:: SUPPLIED TEXT

CYCLING PERFORMANCE TIPS
Last updated: 1/15/2016
Can you train too much? This
article suggests you can exercise too much - to the detriment of your physical health.
But how much is too much? Unfortunately we, the baby boomers, are at the leading edge of the
curve of a new group of ultra athletes - and only time will sort out the answer. Until
then each of us will have to answer that for our selves.
And here is another review I did in 1/2016:
CAN TOO MUCH EXERCISE HARM THE HEART?
I was asked: "How 'healthy' is the high intensity cycling that I've been
doing (at over 50's)? By high intensity I mean continuous effort at 85-90% HRMax
with touches of 100% HRMax. And then a few days later I ran across
in the NYT that stated, assuming no family or personal history of heart disease, there
was "... no evidence É.there is a level of exercise that is dangerous or too much for a normal,
healthy person." Although this is generally true, there is sound evidence that there
is indeed an upper limit for cardiac healthy exercise. The curve of benefits versus
exercise volume doesn't just plateau, it probably starts to drop off as the extremes
are reached . A few examples:
So what is the answer to the reader's question? First, there is no solid data on the
upper limit of beneficial exercise (where more is really less health wise). And my
comments assume you have no family or personal history of cardiac disease or sudden death.
- Diverse patterns of myocardial
fibrosis in lifelong, veteran endurance athletes provides suggestive evidence of
cardiac scarring in veteran athletes associated with the number of years spent training, number of competitive marathons, and ultraendurance (>50 miles) marathons completed.
- Risk of arrhythmias in 52 755 long-distance cross-country skiers: a cohort study documents that among male participants of a 90 km cross-country skiing event, a faster
finishing time and a high number of completed races was associated with a 30% higher risk of arrhythmias.

::::

WORK INSTRUCTION A
In the cycling tips text, what did the reader mean by "high intensity"?
WORK INSTRUCTION B
Please sum up the cycling tips text in two sentences.
WORK INSTRUCTION C
List each factor that the cycling tips text says was associated with cardiac scarring in veteran athletes.

:: DATA EXTRACTS

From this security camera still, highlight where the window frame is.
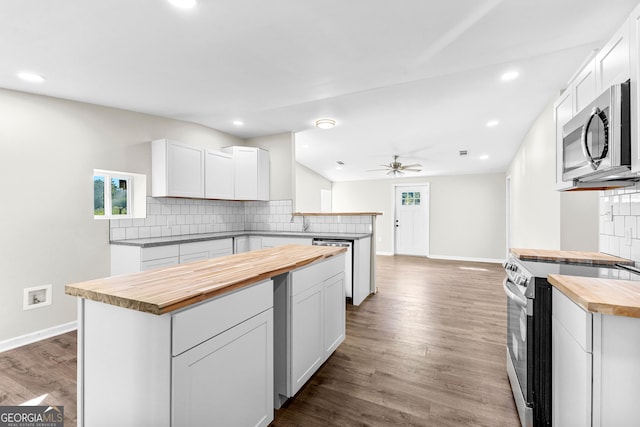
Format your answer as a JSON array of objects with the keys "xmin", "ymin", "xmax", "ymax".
[{"xmin": 93, "ymin": 169, "xmax": 135, "ymax": 219}]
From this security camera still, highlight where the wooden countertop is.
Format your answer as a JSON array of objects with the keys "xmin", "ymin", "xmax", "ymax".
[
  {"xmin": 510, "ymin": 248, "xmax": 634, "ymax": 265},
  {"xmin": 65, "ymin": 245, "xmax": 346, "ymax": 314},
  {"xmin": 547, "ymin": 274, "xmax": 640, "ymax": 318}
]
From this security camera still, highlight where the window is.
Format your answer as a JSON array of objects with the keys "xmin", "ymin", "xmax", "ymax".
[
  {"xmin": 402, "ymin": 191, "xmax": 420, "ymax": 206},
  {"xmin": 93, "ymin": 170, "xmax": 133, "ymax": 218}
]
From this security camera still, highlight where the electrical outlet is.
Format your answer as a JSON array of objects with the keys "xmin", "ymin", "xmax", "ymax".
[{"xmin": 22, "ymin": 285, "xmax": 53, "ymax": 310}]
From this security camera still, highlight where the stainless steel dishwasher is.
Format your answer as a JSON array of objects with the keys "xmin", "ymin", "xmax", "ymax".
[{"xmin": 312, "ymin": 238, "xmax": 353, "ymax": 303}]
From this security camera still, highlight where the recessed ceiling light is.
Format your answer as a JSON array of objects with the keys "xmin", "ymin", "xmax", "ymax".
[
  {"xmin": 18, "ymin": 71, "xmax": 46, "ymax": 83},
  {"xmin": 500, "ymin": 70, "xmax": 520, "ymax": 82},
  {"xmin": 316, "ymin": 119, "xmax": 336, "ymax": 129},
  {"xmin": 169, "ymin": 0, "xmax": 196, "ymax": 9}
]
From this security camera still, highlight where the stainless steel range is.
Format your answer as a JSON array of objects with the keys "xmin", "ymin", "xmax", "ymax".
[{"xmin": 503, "ymin": 257, "xmax": 640, "ymax": 427}]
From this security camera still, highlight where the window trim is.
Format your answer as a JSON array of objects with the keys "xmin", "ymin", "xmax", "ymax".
[{"xmin": 93, "ymin": 169, "xmax": 135, "ymax": 219}]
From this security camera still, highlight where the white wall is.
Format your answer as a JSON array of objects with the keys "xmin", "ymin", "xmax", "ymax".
[
  {"xmin": 243, "ymin": 132, "xmax": 296, "ymax": 200},
  {"xmin": 0, "ymin": 89, "xmax": 243, "ymax": 341},
  {"xmin": 333, "ymin": 173, "xmax": 506, "ymax": 260},
  {"xmin": 294, "ymin": 163, "xmax": 332, "ymax": 212},
  {"xmin": 507, "ymin": 97, "xmax": 598, "ymax": 251}
]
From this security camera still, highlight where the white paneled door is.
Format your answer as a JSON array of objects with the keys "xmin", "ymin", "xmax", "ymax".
[{"xmin": 394, "ymin": 184, "xmax": 429, "ymax": 256}]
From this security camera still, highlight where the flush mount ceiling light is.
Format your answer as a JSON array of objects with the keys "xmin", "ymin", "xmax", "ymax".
[
  {"xmin": 169, "ymin": 0, "xmax": 196, "ymax": 9},
  {"xmin": 316, "ymin": 119, "xmax": 336, "ymax": 129},
  {"xmin": 500, "ymin": 70, "xmax": 520, "ymax": 82},
  {"xmin": 18, "ymin": 71, "xmax": 46, "ymax": 83}
]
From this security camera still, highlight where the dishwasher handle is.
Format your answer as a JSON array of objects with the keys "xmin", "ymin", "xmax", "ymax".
[{"xmin": 502, "ymin": 277, "xmax": 527, "ymax": 308}]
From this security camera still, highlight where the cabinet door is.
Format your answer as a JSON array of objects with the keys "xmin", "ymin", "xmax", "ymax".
[
  {"xmin": 596, "ymin": 22, "xmax": 630, "ymax": 93},
  {"xmin": 324, "ymin": 274, "xmax": 346, "ymax": 359},
  {"xmin": 291, "ymin": 282, "xmax": 324, "ymax": 395},
  {"xmin": 171, "ymin": 309, "xmax": 273, "ymax": 427},
  {"xmin": 554, "ymin": 88, "xmax": 573, "ymax": 190},
  {"xmin": 151, "ymin": 139, "xmax": 204, "ymax": 198},
  {"xmin": 204, "ymin": 150, "xmax": 235, "ymax": 200},
  {"xmin": 552, "ymin": 288, "xmax": 593, "ymax": 426},
  {"xmin": 233, "ymin": 147, "xmax": 258, "ymax": 200}
]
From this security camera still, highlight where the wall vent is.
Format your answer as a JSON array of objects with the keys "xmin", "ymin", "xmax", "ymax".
[{"xmin": 23, "ymin": 285, "xmax": 52, "ymax": 310}]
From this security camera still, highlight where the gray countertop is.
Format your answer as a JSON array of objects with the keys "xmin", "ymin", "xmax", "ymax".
[{"xmin": 110, "ymin": 231, "xmax": 371, "ymax": 248}]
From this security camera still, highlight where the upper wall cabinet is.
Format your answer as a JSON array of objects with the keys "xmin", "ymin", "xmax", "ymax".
[
  {"xmin": 151, "ymin": 139, "xmax": 205, "ymax": 198},
  {"xmin": 222, "ymin": 146, "xmax": 270, "ymax": 200},
  {"xmin": 593, "ymin": 21, "xmax": 630, "ymax": 92},
  {"xmin": 204, "ymin": 150, "xmax": 235, "ymax": 200},
  {"xmin": 553, "ymin": 89, "xmax": 572, "ymax": 190},
  {"xmin": 628, "ymin": 6, "xmax": 640, "ymax": 173}
]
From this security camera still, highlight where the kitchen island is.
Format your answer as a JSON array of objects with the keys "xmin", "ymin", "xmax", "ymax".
[{"xmin": 65, "ymin": 245, "xmax": 345, "ymax": 427}]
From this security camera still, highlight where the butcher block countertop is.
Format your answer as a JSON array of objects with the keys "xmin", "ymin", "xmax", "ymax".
[
  {"xmin": 511, "ymin": 248, "xmax": 633, "ymax": 265},
  {"xmin": 547, "ymin": 274, "xmax": 640, "ymax": 318},
  {"xmin": 65, "ymin": 245, "xmax": 346, "ymax": 314}
]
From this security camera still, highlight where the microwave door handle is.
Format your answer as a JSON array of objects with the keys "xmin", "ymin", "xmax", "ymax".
[
  {"xmin": 502, "ymin": 277, "xmax": 527, "ymax": 308},
  {"xmin": 580, "ymin": 107, "xmax": 609, "ymax": 170}
]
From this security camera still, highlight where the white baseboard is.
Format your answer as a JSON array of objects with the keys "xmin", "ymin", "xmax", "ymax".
[
  {"xmin": 0, "ymin": 320, "xmax": 78, "ymax": 353},
  {"xmin": 429, "ymin": 255, "xmax": 504, "ymax": 264}
]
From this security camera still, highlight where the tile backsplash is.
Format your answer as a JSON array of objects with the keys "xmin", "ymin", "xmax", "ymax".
[
  {"xmin": 110, "ymin": 197, "xmax": 372, "ymax": 240},
  {"xmin": 599, "ymin": 184, "xmax": 640, "ymax": 263}
]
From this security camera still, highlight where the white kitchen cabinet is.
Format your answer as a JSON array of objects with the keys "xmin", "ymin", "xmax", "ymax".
[
  {"xmin": 628, "ymin": 5, "xmax": 640, "ymax": 172},
  {"xmin": 222, "ymin": 146, "xmax": 270, "ymax": 200},
  {"xmin": 552, "ymin": 288, "xmax": 592, "ymax": 427},
  {"xmin": 180, "ymin": 239, "xmax": 233, "ymax": 264},
  {"xmin": 111, "ymin": 238, "xmax": 233, "ymax": 276},
  {"xmin": 172, "ymin": 309, "xmax": 273, "ymax": 427},
  {"xmin": 291, "ymin": 281, "xmax": 324, "ymax": 395},
  {"xmin": 323, "ymin": 274, "xmax": 347, "ymax": 357},
  {"xmin": 565, "ymin": 58, "xmax": 600, "ymax": 115},
  {"xmin": 78, "ymin": 280, "xmax": 273, "ymax": 427},
  {"xmin": 274, "ymin": 254, "xmax": 346, "ymax": 408},
  {"xmin": 352, "ymin": 237, "xmax": 372, "ymax": 305},
  {"xmin": 151, "ymin": 139, "xmax": 204, "ymax": 198},
  {"xmin": 595, "ymin": 21, "xmax": 630, "ymax": 96},
  {"xmin": 204, "ymin": 150, "xmax": 235, "ymax": 200},
  {"xmin": 553, "ymin": 87, "xmax": 574, "ymax": 190},
  {"xmin": 552, "ymin": 288, "xmax": 640, "ymax": 427}
]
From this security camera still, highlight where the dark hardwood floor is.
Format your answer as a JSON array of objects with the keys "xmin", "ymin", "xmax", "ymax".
[{"xmin": 0, "ymin": 256, "xmax": 519, "ymax": 427}]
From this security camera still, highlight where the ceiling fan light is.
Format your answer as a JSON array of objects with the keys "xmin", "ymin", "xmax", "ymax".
[{"xmin": 316, "ymin": 119, "xmax": 336, "ymax": 129}]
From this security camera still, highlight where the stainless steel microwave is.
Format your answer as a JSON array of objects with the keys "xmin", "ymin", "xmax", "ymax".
[{"xmin": 562, "ymin": 80, "xmax": 631, "ymax": 182}]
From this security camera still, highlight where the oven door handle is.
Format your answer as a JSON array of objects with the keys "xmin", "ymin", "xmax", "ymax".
[{"xmin": 502, "ymin": 277, "xmax": 527, "ymax": 308}]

::::

RESPONSE A
Continuous effort at 85-90% HRMax with touches of 100% HRMax.

RESPONSE B
The cycling tips text asks whether a person can train too much and notes that baby boomers are at the leading edge of a new group of ultra athletes, so only time will settle the answer. Although no solid data fixes the upper limit of beneficial exercise, it argues there is sound evidence that such a limit exists and cites findings that link long endurance careers to cardiac scarring and to a higher risk of arrhythmias.

RESPONSE C
- Number of years spent training
- Number of competitive marathons
- Ultraendurance (>50 miles) marathons completed